Dans cet article est proposée une adaptation de cette technique de travail en équipe comme outil pédagogique engageant de suivi des différents projets que nous pouvons mener avec nos élèves en langue cible, comme, par exemple, les projets finaux de fin de séquence ou ceux en lien avec les évènements nationaux liés à l’enseignement des langues vivantes étrangères.
▶ De quoi s’agit-il ? Quels sont les objectifs de cet outil de facilitation ?
Le tableau blanc, divisé en sept blocs, permet de mesurer l’avancée d’un projet, de le mettre en œuvre de façon efficace en sondant les besoins de ses participants et en les impliquant, grâce à une méthodologie simple à respecter. Il permet donc à l’enseignant de réguler son enseignement et de différencier son approche pédagogique pour répondre aux besoins des élèves et les accompagner dans la réalisation d’une tâche complexe.
Outil collaboratif et de suivi, le tableau blanc nous permettra, en cours de langues, de :
- clarifier les objectifs à atteindre et les actions à réaliser en vue de la réalisation d’un projet pédagogique, en suivant l’avancée du traitement de son sujet et des conditions de sa mise en oeuvre.

DONNÉES BRUTES
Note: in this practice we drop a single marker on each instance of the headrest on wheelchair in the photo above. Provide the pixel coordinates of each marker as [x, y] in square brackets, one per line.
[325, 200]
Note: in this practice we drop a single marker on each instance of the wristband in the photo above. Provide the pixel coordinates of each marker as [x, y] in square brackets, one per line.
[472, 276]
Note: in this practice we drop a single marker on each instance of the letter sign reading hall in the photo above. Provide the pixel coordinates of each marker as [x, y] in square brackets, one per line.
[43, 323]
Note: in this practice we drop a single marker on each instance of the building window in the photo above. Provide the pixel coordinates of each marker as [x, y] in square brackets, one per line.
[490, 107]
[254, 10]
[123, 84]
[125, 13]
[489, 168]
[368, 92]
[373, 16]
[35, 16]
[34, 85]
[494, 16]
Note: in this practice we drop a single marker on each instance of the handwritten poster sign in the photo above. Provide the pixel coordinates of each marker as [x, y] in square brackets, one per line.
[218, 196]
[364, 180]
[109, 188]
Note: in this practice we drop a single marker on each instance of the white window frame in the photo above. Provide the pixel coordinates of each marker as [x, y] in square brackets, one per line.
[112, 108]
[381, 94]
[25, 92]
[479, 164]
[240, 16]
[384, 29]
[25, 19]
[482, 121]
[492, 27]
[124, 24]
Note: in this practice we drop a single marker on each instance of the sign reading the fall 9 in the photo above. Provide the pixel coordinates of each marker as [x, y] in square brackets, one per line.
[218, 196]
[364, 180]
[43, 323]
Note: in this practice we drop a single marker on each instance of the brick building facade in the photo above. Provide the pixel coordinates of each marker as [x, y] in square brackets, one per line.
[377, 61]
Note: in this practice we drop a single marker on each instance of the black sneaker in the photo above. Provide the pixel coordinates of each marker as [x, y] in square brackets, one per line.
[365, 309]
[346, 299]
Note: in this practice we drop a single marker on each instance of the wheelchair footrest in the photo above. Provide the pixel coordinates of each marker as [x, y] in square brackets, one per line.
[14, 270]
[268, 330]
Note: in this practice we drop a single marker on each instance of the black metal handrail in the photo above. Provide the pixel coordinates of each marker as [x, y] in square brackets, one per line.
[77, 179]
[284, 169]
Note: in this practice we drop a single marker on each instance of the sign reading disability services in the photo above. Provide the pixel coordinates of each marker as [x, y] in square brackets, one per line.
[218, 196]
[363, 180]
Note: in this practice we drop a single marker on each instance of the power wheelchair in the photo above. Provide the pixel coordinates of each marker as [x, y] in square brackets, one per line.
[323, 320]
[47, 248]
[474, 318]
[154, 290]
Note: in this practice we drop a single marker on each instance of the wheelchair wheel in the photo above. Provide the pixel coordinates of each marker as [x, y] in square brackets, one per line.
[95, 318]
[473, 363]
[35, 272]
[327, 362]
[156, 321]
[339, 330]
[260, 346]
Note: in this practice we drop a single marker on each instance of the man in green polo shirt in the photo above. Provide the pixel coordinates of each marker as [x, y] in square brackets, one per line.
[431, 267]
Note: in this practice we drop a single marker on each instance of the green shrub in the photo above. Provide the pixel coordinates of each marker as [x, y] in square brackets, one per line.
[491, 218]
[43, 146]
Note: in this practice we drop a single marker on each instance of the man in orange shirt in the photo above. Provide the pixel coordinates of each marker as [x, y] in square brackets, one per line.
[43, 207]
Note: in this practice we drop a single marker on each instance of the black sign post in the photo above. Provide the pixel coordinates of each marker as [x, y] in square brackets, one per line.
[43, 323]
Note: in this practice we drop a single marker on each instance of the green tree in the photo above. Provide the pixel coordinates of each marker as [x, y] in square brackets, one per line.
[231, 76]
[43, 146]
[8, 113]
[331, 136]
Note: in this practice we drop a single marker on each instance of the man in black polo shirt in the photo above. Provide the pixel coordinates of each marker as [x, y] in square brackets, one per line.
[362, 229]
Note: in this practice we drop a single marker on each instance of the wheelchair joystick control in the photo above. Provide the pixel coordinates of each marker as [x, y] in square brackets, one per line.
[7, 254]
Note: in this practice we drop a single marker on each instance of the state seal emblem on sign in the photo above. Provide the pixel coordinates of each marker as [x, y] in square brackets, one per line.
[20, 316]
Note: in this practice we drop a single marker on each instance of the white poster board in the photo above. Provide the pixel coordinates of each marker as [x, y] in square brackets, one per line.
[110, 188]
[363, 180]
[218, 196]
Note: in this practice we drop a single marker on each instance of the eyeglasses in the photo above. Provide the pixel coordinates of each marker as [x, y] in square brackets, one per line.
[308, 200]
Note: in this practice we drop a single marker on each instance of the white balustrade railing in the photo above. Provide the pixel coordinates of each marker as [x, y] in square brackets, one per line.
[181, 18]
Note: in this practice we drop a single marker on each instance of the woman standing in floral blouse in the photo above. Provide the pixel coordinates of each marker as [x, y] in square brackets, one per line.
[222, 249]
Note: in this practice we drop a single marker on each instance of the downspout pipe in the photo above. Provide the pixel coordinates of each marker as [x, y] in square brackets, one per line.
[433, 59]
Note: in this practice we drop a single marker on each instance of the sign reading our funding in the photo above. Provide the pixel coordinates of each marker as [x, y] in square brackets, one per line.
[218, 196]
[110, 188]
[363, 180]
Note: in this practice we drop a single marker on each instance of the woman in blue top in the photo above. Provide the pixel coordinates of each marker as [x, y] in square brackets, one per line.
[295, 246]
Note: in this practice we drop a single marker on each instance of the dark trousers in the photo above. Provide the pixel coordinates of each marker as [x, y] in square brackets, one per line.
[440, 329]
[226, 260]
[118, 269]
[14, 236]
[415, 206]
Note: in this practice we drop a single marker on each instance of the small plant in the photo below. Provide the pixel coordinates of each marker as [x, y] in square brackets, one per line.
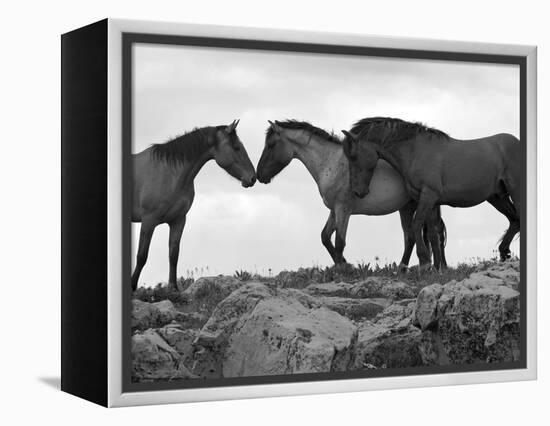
[243, 275]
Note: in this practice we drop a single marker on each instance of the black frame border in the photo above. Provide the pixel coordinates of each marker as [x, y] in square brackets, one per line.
[129, 39]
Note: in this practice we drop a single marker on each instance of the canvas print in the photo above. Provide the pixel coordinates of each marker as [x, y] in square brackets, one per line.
[308, 215]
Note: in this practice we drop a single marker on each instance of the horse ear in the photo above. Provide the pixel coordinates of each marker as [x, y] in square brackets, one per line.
[276, 128]
[349, 135]
[350, 145]
[231, 128]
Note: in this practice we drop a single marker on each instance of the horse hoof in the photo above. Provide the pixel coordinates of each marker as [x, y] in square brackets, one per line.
[427, 267]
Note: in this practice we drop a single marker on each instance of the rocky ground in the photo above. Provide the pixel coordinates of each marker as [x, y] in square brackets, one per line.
[259, 327]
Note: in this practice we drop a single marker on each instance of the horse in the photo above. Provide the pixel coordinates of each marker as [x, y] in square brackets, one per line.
[439, 170]
[321, 153]
[163, 183]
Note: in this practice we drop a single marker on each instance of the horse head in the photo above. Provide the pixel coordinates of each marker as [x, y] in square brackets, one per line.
[230, 154]
[277, 153]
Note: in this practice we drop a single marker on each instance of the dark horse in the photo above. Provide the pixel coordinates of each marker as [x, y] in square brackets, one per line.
[439, 170]
[321, 152]
[163, 183]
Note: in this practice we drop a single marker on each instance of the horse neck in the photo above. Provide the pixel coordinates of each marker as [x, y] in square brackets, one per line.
[315, 153]
[190, 169]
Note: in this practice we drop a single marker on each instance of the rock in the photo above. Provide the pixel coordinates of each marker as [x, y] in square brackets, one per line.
[476, 319]
[384, 287]
[330, 289]
[233, 309]
[260, 330]
[181, 340]
[148, 315]
[389, 341]
[355, 309]
[508, 272]
[426, 307]
[373, 287]
[166, 311]
[154, 359]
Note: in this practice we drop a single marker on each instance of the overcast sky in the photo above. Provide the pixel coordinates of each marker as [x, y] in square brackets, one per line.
[277, 226]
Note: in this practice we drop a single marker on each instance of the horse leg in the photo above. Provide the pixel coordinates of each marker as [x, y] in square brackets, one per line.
[145, 235]
[441, 230]
[342, 220]
[423, 211]
[406, 215]
[326, 235]
[505, 206]
[433, 236]
[176, 229]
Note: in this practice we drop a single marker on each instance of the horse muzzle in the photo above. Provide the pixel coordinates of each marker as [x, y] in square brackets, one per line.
[247, 183]
[361, 194]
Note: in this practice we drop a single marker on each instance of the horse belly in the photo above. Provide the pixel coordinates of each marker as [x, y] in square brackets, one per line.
[387, 193]
[470, 189]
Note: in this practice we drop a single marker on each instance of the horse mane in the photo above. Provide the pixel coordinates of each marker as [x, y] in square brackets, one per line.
[400, 130]
[304, 125]
[188, 146]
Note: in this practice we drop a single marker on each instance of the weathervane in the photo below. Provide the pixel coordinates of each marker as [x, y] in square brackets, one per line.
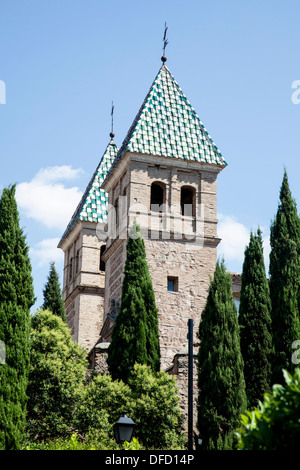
[164, 59]
[112, 120]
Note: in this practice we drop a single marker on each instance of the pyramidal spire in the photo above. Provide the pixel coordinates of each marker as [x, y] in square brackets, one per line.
[167, 125]
[93, 204]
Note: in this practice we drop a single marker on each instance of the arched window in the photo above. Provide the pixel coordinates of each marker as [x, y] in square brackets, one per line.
[188, 201]
[102, 263]
[157, 199]
[116, 207]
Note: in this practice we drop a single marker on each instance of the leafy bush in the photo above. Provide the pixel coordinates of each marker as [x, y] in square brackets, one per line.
[103, 401]
[155, 408]
[56, 378]
[275, 423]
[150, 399]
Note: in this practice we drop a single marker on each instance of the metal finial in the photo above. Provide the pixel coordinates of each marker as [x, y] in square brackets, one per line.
[166, 42]
[112, 120]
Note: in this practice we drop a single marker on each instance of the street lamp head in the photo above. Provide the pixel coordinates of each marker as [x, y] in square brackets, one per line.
[123, 429]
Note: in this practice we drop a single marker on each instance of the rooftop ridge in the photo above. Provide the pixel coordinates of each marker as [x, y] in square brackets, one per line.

ÉNONCÉ DU PROBLÈME
Selon le texte à lire, en combien de blocs le tableau blanc est-il divisé ?

CORRIGÉ DE L'EXERCICE
En sept blocs.